**DOCUMENT EXTRACT:**
-*-
3.5. Cytotoxicity and Antiviral Assay

Biocompatibility is an essential requirement for drug-delivery devices. For this reason, the cytotoxicity of EVA/ACV printed samples was investigated. EVA devices generally present good biocompatibility and are widely used in biomedical and pharmaceutical applications [28,29,53]. Compared with cell control, the cell viability with treated devices was 100%, without any change in cell morphology. Therefore, this result demonstrated that the printed devices with acyclovir content did not show cytotoxicity, confirming its biocompatibility.

In the antiviral activity assay performed in independent triplicate, the results demonstrated that the treated devices were efficient against HSV-1 infection. The reduction in the cytopathic effect was observed since the first viral concentration that was tested. The reduction in the viral load from 5 Log10 UFP/mL to 3 Log10 UFP/mL, indicates 2 Log10 reductions or a 99% reduction in the viral load (Figure 7).
-*-
**SET OF TASKS:**
1) Give every reference number cited in brackets in the assay excerpt.
2) According to the assay excerpt, what cell viability was measured with the treated devices compared with the cell control?
3) Continue the assay excerpt after its final sentence.
-*-
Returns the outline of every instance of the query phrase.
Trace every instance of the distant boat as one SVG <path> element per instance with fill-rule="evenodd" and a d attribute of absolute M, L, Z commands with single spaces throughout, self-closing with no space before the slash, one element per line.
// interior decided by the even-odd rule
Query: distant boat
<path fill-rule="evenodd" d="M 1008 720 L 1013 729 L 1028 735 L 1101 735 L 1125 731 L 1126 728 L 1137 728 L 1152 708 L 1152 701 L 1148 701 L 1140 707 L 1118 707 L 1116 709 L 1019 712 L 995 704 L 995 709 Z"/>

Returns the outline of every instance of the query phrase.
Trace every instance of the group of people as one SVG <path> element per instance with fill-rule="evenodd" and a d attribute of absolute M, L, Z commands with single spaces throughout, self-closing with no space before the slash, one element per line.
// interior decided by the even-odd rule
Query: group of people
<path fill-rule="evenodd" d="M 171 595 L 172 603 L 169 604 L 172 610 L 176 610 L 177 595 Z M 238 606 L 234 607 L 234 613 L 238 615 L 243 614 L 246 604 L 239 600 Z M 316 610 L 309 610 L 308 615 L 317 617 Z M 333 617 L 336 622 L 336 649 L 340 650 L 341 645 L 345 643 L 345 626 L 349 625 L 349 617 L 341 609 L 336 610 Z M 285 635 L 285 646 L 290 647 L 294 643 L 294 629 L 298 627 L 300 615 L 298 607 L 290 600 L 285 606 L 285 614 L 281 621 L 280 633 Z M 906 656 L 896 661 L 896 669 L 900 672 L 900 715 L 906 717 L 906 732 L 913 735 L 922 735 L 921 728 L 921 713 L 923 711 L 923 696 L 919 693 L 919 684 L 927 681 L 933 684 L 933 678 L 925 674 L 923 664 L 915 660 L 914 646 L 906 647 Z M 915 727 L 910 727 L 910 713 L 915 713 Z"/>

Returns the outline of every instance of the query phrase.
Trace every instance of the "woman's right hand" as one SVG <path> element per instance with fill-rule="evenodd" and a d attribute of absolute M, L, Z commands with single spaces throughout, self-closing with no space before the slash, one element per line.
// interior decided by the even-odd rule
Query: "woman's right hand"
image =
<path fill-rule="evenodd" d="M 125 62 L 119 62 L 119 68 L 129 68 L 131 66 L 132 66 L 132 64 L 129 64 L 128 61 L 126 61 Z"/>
-*-
**ANSWERS TO EACH TASK:**
1) 28, 29, 53

2) 100%, with no change in cell morphology.

3)
4. Conclusions

This work presented a new alternative to preparing EVA/ACV devices via fused filament fabrication for sustained drug release of antiviral drugs. SEM images revealed that the surface roughness increases with the ACV content. Furthermore, the drug particles are mostly located inside the matrix. EDS, FTIR, and DSC analysis confirmed the successful loading of acyclovir in EVA devices. DSC also showed that the crystallinity decreases with the ACV addition. Moreover, comparing the crystallinity of EVA pellets and the pure EVA 3D-printed devices (EVA-P), the HME process seems to influence EVA structures and reduce their crystallinity. The drug release profile showed a burst release during the first 24 h followed by a slower rate of sustained release for up to 80 days. This behavior can be helpful as the faster initial release can control symptomatic episodes while the sustained release prevents further events. The biological assays demonstrated the potential biocompatibility of the printed devices, being also able to reduce by 99% the in vitro replication of HSV-1. The results obtained in this work demonstrated the potential of these printed devices for long-term genital herpes treatment. Therefore, it indicates the feasibility of the fused filament fabrication process to produce personalized and more efficient solutions for the biomedical and pharmaceutical industries. For future research, new materials can be tested to compare performance between different devices and clinical trials should be considered to validate the experiments performed.